>> BEGIN Data supplied
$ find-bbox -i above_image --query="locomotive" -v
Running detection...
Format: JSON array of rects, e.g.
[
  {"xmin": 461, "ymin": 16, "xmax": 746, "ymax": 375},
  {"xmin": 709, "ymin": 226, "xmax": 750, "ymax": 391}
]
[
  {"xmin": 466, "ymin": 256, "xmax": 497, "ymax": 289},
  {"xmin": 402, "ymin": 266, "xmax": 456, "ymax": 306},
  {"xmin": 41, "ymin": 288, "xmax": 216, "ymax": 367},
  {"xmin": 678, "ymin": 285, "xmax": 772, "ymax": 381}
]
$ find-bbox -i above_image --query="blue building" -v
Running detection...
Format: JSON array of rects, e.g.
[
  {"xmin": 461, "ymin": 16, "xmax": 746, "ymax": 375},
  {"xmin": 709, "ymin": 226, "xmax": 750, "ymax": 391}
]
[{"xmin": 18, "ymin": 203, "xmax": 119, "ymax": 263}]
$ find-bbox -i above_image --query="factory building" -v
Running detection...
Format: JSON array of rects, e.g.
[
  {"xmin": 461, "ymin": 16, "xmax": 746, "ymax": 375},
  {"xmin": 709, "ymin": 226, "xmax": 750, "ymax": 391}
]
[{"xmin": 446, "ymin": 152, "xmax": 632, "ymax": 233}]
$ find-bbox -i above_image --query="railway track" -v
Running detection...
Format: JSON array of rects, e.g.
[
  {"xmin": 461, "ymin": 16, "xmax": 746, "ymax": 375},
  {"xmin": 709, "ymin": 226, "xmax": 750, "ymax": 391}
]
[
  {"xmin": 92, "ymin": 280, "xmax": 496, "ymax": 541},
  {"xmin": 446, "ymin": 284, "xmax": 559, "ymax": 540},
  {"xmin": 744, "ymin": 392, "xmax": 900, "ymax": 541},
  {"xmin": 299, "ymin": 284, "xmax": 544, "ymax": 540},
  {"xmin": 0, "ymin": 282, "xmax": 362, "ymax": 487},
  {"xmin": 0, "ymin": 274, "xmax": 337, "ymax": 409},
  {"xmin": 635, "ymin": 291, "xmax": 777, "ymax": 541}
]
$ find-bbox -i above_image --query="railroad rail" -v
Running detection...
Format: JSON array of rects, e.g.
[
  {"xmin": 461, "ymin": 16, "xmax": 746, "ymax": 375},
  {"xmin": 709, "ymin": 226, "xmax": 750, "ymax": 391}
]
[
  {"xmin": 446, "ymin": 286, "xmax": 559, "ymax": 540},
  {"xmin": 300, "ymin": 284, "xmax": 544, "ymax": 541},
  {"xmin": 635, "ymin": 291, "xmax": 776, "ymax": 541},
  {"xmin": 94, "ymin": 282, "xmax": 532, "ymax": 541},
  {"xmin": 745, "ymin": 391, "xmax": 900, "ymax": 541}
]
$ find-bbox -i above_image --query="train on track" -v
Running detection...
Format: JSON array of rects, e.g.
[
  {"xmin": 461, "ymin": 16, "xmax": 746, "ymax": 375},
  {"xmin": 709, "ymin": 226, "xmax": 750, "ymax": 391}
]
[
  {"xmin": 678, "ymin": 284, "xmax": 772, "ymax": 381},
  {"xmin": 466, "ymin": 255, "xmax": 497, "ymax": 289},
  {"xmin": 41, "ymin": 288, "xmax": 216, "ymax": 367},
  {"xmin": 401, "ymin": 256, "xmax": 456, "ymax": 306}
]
>> END Data supplied
State how many lines of the material above contain the string "building", matching case exactly. Reply with the number alone.

2